Follow-up
NMHI’s hospital scores furniture
Finally. The Nevada Mental Health Institute will begin moving patients into its “new” (1-year-old) hospital Sept. 17. Actually, only about half of the 90-bed hospital will open—one 40-bed pod and the Psychiatric Emergency Service unit, with its 10 beds.
It was nearly complete when the local media was invited in to take a tour. That was a year ago. At that time, NMHI’s bright new replacement for the crusty, outdated hospital (still in use as of this writing) was expected to open in the early part of 2001.
Construction began on the $10 million facility in October 1999, and the hospital was completed ahead of schedule. When the RN&R started asking last spring why the new hospital hadn’t opened yet, administrators and Sen. Randolph Townsend told us that the hold-up was due to a lack of furniture. Surely by May, we were told, the new Dini-Townsend Hospital would be bustling with business.
Nope.
Carlos Brandenburg, director of Nevada’s Division of Mental Health & Development, said this week that the hospital lacked operating funds to open last spring. What they were really waiting for was some money from the state legislature.
“When they were in session, they gave us the money to actually open the hospital on July 1,” Brandenburg said. Happy administrators began planning an August opening. They brought around the fire inspector to take a look. But the building didn’t pass inspection as planned.
“The fire marshal said, ‘Nope, I can’t sign you off. You have the wrong kind of doors there,’ “ Brandenburg said.
The building’s contractor finished fixing the doors two weeks ago.
“The joke I always make is, what the private sector does in a week takes the public sector six months,” said Joe Tyler, president of the Northern Nevada chapter of the National Alliance for the Mentally Ill.

DATA SUPPLIED:
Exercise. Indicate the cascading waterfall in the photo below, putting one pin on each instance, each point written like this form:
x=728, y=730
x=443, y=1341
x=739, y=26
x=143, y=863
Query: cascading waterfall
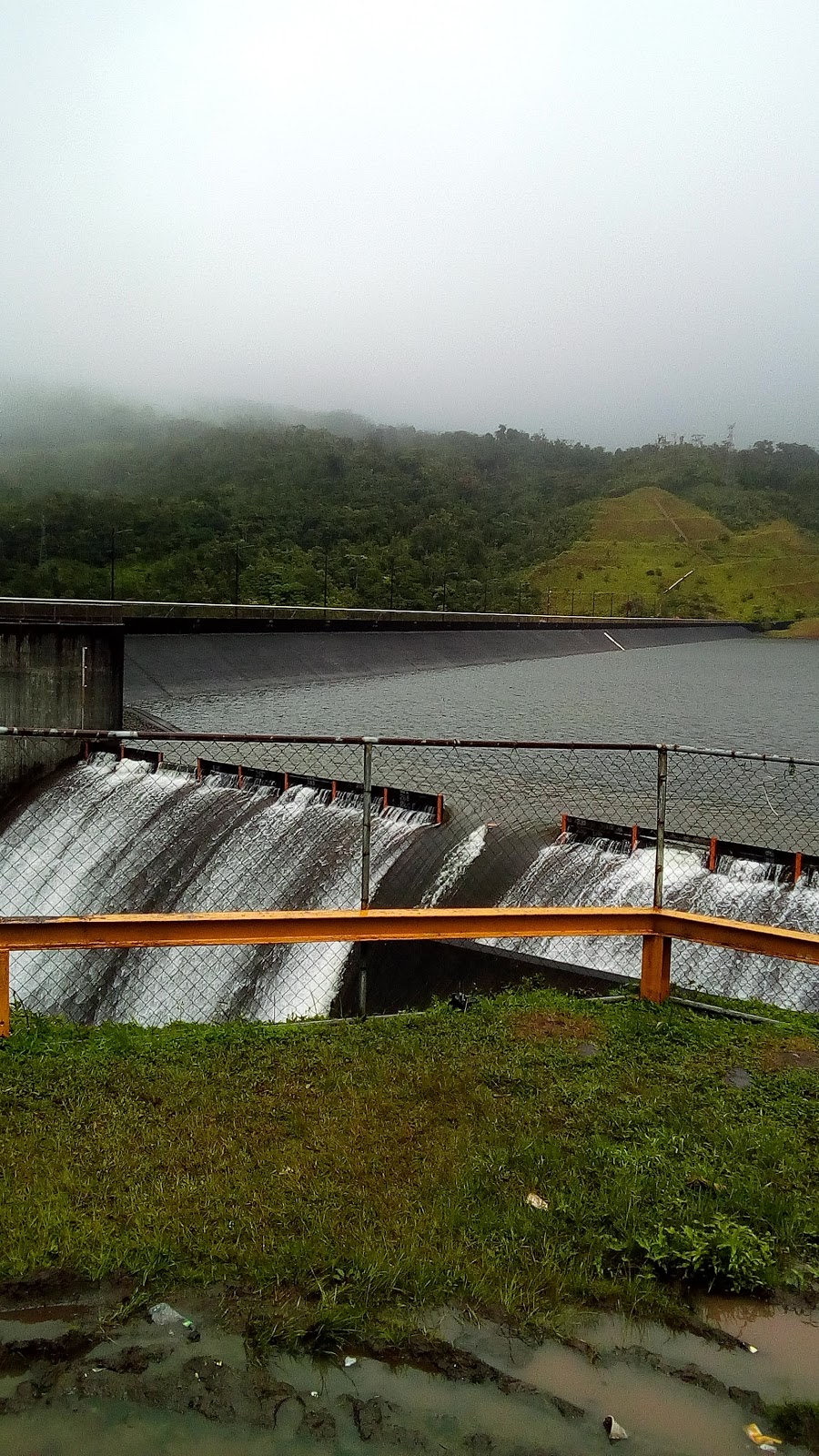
x=455, y=866
x=109, y=834
x=602, y=873
x=114, y=834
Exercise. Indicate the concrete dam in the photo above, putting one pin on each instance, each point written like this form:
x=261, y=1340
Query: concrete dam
x=178, y=662
x=118, y=834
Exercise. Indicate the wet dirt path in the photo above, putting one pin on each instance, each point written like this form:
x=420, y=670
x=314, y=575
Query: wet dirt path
x=72, y=1380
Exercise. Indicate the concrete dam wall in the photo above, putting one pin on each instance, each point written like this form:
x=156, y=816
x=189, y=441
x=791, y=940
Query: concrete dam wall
x=169, y=664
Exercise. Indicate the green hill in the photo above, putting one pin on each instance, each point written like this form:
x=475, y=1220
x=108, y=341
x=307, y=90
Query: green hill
x=639, y=545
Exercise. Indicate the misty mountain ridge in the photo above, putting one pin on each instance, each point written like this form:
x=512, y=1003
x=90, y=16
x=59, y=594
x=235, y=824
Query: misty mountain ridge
x=41, y=417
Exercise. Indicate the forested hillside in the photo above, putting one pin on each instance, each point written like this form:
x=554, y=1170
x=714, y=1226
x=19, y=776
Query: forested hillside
x=186, y=510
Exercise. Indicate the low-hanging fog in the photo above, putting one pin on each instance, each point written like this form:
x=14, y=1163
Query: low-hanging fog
x=577, y=216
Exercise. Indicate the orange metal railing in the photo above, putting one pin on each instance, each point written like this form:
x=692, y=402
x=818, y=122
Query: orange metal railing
x=656, y=928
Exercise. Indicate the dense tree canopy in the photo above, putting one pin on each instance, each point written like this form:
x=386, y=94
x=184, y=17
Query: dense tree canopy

EXERCISES TO COMPLETE:
1. In the article about the Nevada Mental Health Institute's new hospital, what did the new facility cost?
2. List every person named in the article about the Nevada Mental Health Institute's new hospital.

EXPECTED OUTPUTS:
1. $10 million

2. Sen. Randolph Townsend; Carlos Brandenburg; Joe Tyler